**TRY IT:** From the records below, give the number of lines that contain the string "vent", without any other text.

(SOURCE MATERIAL)

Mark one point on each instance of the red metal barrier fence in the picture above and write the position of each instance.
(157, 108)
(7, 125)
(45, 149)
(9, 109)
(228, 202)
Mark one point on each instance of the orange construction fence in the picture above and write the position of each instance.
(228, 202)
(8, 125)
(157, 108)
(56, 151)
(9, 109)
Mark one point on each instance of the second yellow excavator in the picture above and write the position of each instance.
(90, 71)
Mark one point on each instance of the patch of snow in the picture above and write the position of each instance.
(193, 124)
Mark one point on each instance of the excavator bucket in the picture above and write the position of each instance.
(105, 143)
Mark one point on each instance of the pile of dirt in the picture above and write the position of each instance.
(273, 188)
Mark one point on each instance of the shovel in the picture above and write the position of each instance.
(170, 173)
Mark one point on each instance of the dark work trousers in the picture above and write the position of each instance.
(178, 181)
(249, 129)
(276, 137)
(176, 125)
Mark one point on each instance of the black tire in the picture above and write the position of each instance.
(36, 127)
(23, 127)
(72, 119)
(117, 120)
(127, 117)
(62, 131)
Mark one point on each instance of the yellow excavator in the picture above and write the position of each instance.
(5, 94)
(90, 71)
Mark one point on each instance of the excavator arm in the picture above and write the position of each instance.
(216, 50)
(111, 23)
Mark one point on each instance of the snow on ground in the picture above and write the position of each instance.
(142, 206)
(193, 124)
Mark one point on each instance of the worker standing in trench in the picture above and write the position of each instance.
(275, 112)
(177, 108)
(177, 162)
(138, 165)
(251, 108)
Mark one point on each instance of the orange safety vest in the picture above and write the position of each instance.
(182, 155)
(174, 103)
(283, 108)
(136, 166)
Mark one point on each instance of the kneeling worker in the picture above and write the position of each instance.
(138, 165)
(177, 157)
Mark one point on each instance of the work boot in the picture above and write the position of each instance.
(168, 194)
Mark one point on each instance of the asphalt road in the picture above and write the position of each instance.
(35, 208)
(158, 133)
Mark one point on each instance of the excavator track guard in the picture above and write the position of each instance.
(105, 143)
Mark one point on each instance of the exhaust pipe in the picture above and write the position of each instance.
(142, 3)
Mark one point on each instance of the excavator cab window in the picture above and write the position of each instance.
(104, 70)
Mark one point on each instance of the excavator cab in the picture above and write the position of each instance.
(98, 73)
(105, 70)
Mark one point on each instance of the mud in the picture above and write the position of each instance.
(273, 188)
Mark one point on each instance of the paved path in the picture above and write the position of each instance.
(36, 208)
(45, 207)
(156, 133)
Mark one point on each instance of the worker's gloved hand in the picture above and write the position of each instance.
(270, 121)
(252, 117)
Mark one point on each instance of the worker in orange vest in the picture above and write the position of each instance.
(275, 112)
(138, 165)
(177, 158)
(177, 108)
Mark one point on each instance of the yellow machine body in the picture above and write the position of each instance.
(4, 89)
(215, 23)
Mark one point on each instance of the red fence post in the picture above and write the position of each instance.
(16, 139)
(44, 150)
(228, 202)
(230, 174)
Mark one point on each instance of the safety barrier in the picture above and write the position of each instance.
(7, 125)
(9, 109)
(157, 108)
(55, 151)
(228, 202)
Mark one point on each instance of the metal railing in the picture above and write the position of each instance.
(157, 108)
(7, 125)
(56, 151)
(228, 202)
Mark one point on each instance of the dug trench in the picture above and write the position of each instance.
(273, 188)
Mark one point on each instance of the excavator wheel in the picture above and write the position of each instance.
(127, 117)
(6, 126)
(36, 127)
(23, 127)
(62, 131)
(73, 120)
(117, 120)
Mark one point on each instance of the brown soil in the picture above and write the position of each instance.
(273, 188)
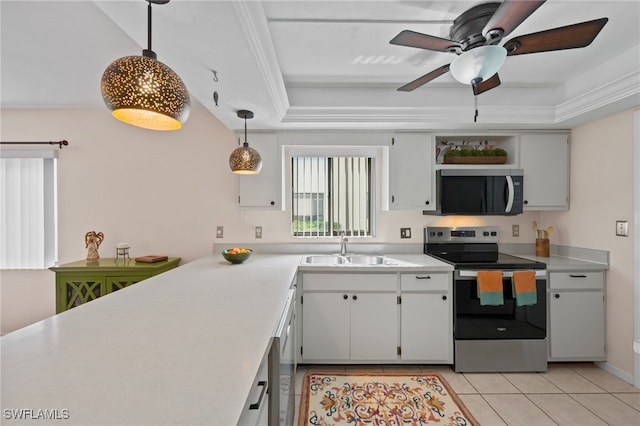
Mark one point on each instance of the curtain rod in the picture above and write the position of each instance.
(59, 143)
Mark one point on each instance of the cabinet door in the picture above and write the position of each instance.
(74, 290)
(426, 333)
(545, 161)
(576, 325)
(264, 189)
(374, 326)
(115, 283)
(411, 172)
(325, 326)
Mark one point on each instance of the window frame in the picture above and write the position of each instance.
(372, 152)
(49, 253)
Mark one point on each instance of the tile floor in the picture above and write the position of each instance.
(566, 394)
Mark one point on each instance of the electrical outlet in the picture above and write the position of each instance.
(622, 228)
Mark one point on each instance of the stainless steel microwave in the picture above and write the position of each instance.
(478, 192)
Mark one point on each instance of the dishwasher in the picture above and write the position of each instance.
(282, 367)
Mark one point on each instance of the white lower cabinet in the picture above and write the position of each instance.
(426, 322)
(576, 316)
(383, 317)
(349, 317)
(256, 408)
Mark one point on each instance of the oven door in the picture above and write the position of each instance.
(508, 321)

(End SOURCE MATERIAL)
(SOURCE MATERIAL)

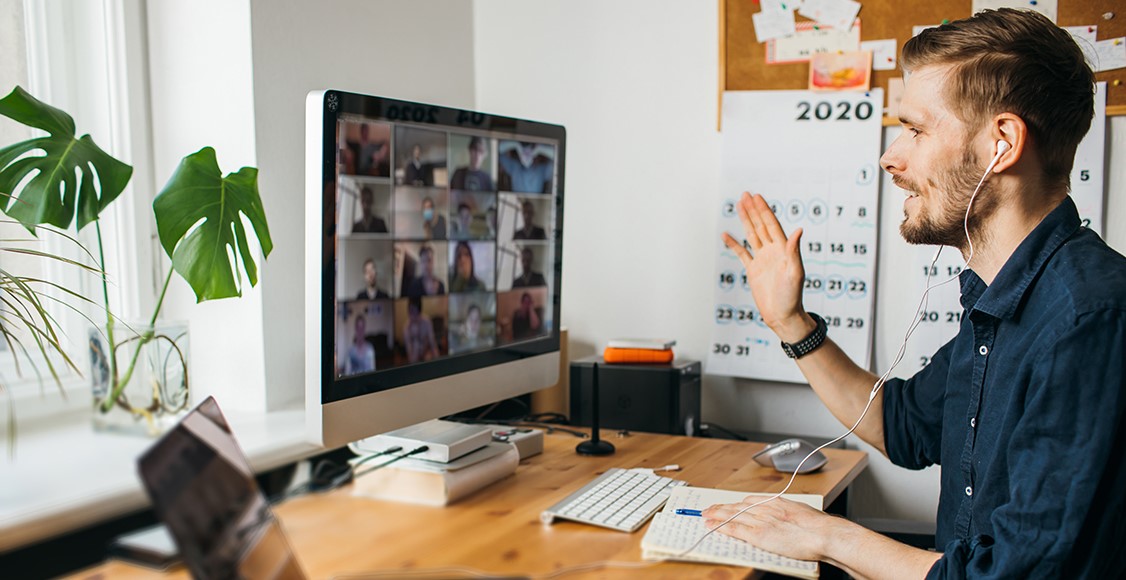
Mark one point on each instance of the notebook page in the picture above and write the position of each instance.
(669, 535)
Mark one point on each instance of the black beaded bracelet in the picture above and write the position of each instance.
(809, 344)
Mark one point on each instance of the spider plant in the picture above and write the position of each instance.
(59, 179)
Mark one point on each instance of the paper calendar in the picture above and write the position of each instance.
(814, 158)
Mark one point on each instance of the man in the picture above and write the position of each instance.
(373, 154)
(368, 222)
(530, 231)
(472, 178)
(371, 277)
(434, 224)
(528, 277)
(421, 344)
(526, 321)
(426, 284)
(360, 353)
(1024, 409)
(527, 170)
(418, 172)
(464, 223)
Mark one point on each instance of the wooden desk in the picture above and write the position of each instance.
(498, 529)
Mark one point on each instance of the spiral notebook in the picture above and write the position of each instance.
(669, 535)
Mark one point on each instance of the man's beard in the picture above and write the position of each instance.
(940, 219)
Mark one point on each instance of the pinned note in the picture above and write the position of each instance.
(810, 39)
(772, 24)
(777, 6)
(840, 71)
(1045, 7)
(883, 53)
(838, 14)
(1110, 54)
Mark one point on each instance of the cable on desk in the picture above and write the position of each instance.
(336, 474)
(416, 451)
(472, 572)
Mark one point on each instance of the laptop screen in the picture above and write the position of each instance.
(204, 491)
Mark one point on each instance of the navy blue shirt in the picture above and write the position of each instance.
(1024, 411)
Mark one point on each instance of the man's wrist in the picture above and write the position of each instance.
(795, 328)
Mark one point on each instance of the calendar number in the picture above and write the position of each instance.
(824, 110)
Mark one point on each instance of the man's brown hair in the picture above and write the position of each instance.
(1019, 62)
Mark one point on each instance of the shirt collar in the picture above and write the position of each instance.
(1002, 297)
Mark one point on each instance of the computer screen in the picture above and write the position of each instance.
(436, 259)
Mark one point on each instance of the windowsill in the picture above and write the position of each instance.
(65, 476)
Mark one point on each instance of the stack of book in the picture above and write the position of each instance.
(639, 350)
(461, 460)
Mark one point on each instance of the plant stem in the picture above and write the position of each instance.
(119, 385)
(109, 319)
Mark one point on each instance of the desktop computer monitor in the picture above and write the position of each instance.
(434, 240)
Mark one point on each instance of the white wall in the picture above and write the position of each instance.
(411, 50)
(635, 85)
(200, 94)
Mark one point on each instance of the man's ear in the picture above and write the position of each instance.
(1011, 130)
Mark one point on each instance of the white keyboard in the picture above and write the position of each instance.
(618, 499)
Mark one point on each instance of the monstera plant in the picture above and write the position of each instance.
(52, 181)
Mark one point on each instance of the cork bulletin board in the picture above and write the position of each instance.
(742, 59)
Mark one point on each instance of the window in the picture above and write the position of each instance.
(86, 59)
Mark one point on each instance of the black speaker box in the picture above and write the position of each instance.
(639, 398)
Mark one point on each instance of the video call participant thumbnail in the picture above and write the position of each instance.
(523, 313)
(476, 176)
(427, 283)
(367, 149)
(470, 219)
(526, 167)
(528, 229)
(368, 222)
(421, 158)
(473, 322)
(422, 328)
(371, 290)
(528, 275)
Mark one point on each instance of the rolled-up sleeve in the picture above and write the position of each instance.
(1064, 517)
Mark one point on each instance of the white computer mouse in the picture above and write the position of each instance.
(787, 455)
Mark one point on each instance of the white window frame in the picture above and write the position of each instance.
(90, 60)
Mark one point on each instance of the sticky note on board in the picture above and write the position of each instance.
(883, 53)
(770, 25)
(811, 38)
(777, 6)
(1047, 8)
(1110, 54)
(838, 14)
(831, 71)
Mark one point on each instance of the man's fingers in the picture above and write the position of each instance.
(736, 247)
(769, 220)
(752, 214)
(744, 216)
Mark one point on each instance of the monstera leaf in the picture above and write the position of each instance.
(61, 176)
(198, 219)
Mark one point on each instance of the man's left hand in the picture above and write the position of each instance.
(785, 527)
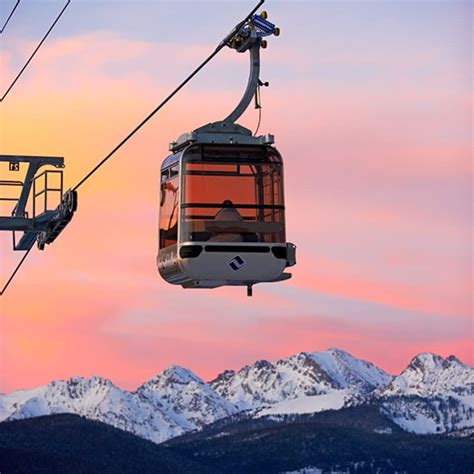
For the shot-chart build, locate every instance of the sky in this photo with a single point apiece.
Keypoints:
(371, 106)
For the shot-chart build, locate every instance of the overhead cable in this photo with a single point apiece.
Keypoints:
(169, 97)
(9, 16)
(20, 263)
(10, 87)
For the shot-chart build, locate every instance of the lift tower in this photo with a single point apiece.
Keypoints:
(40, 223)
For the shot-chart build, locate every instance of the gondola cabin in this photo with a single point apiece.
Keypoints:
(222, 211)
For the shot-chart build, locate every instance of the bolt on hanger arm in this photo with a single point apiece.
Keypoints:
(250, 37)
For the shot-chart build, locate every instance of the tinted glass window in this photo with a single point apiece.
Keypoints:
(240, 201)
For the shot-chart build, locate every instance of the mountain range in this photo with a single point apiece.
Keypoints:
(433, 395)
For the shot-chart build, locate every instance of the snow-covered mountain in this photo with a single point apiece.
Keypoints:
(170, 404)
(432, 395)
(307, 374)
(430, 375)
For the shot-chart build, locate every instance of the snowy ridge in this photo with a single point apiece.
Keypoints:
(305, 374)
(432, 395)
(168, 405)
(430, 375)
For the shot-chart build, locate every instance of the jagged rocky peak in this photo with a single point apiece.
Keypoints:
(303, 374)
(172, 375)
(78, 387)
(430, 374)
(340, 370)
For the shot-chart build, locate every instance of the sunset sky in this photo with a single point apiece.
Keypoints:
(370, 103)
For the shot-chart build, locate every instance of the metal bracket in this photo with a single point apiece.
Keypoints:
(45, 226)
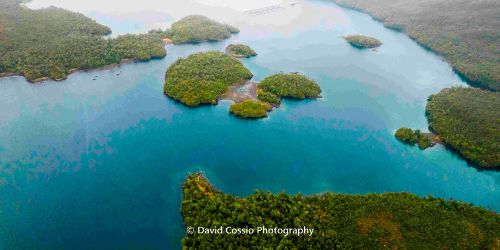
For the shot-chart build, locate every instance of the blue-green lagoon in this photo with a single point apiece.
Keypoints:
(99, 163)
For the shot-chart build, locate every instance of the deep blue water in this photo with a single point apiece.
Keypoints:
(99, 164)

(End SOURCE MATERIAL)
(SOURCE MATERIAL)

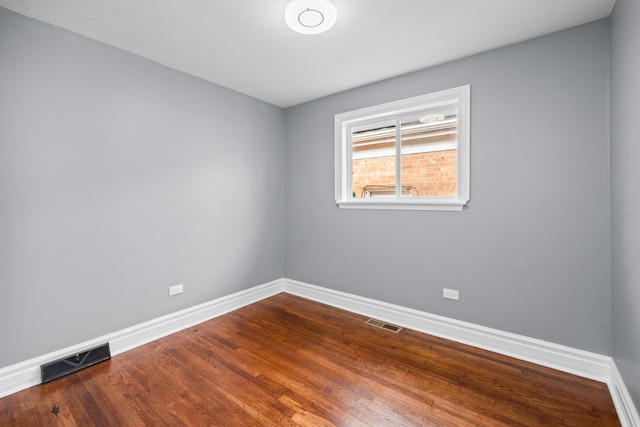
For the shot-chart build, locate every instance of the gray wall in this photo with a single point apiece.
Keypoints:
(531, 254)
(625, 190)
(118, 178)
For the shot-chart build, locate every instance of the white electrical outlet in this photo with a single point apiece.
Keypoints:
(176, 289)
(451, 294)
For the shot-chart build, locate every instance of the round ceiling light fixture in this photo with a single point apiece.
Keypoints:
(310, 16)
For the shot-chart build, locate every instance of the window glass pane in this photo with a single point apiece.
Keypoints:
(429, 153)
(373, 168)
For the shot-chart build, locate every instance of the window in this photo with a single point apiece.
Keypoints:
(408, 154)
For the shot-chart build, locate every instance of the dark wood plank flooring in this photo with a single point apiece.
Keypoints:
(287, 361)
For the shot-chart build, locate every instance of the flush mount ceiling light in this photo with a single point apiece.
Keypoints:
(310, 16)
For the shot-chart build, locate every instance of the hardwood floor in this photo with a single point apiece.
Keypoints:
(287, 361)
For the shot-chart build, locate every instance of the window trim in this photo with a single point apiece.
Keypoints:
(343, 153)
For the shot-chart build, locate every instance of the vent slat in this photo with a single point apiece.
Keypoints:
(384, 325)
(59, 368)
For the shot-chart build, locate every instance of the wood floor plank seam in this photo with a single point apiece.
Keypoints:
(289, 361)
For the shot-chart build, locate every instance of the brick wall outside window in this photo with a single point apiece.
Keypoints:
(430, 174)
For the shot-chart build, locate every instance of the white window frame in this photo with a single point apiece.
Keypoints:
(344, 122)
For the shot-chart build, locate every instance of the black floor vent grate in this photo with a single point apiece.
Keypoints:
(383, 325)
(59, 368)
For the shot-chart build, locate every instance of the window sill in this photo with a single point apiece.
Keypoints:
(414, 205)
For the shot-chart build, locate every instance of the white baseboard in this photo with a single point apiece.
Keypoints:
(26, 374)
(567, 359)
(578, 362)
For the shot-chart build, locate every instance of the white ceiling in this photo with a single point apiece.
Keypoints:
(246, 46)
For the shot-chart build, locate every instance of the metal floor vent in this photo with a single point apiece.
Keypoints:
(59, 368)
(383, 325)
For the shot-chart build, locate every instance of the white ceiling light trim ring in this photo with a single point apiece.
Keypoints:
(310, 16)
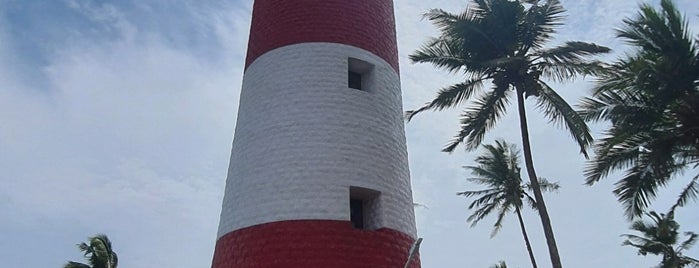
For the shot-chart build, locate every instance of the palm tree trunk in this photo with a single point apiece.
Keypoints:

(End SOURCE MATERIAL)

**REPLY:** 3